*WHAT TO PRODUCE*. Look through the entries below and count the lines with "person" in them; the reply is the number alone.

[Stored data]
..............................

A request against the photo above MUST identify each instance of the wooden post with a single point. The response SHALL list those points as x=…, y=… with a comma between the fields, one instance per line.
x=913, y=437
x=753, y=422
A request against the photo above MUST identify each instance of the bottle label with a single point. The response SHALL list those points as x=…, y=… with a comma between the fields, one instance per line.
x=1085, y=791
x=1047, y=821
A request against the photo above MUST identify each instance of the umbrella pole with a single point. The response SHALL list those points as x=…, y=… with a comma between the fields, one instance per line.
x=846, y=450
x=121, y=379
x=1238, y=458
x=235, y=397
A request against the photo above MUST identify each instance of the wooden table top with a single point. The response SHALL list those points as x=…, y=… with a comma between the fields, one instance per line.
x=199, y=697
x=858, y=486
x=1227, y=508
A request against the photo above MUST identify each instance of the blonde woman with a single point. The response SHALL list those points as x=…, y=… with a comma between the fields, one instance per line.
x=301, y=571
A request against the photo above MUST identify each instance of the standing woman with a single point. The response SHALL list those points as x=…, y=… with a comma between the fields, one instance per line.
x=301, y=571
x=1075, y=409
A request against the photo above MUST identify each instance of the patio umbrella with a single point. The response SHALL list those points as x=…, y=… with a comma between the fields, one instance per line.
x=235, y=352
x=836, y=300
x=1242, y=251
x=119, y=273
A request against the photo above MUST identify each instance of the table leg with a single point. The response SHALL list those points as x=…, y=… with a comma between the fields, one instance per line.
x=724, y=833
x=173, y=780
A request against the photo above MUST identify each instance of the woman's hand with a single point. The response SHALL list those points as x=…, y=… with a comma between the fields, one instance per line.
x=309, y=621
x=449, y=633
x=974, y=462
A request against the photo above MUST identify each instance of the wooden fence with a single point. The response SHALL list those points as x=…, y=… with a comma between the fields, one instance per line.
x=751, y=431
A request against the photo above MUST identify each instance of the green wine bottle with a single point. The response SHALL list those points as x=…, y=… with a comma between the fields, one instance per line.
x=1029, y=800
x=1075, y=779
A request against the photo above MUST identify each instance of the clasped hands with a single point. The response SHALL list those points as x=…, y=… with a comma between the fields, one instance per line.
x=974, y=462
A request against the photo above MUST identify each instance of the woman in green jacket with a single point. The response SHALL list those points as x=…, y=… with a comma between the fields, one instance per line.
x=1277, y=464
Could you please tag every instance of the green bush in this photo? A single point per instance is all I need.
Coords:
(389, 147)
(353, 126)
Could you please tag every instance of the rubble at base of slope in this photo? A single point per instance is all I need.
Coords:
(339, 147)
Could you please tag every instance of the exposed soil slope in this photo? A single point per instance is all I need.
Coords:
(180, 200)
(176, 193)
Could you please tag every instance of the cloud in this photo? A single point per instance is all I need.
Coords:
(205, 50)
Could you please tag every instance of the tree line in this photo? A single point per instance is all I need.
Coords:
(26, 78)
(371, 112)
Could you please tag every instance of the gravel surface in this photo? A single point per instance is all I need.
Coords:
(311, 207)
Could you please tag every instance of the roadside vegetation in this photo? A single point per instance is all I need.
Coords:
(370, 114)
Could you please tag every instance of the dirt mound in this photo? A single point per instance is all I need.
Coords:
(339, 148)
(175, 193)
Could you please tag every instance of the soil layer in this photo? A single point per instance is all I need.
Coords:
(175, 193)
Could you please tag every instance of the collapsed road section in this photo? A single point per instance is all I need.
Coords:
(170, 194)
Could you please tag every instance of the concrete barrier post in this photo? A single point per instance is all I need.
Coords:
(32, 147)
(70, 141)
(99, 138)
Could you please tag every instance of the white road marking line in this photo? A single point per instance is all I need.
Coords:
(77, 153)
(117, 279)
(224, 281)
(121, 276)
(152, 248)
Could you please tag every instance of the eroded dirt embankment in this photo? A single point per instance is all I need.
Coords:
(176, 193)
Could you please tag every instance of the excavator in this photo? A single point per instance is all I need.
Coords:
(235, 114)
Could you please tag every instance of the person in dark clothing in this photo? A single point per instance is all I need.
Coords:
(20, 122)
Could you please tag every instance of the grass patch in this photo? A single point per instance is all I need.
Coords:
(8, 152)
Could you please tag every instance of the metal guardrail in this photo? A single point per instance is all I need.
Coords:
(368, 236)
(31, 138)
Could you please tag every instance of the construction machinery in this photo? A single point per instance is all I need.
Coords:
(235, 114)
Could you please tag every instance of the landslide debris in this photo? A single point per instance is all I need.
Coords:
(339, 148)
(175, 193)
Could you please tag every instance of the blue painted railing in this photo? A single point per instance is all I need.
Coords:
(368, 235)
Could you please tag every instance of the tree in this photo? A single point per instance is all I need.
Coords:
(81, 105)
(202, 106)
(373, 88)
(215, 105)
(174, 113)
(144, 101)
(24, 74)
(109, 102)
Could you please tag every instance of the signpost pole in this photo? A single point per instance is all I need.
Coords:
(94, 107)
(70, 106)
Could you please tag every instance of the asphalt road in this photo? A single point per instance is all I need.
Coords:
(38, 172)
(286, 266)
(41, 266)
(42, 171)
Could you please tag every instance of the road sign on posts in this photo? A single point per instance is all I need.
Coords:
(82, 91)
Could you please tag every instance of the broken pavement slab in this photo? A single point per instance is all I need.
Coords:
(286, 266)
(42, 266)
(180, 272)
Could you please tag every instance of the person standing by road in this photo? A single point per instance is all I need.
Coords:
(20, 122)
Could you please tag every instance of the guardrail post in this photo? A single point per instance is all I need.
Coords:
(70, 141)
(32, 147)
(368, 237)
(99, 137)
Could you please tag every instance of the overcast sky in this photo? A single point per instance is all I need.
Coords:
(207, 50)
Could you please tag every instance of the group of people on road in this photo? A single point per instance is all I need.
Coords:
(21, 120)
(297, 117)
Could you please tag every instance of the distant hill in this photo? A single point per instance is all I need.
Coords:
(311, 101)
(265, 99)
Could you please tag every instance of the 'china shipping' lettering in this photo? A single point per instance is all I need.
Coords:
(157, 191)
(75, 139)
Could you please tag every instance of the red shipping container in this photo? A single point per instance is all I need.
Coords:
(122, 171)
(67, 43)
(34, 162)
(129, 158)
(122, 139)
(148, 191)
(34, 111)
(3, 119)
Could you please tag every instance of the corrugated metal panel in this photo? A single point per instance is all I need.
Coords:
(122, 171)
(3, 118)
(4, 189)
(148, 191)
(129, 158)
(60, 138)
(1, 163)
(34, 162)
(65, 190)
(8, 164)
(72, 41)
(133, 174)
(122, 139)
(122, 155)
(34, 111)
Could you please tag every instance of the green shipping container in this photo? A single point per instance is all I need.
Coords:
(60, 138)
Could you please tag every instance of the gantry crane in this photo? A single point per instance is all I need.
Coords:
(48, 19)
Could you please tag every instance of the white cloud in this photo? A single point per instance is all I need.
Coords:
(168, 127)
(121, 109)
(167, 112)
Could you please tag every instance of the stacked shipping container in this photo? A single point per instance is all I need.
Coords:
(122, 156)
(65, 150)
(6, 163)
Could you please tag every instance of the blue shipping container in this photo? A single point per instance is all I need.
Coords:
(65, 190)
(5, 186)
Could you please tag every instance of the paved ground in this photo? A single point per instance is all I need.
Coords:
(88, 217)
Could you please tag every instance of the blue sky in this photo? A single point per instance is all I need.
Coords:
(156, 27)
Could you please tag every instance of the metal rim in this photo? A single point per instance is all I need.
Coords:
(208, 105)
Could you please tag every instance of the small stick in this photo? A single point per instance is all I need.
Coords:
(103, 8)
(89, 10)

..............................

*TASK ANSWER*. 2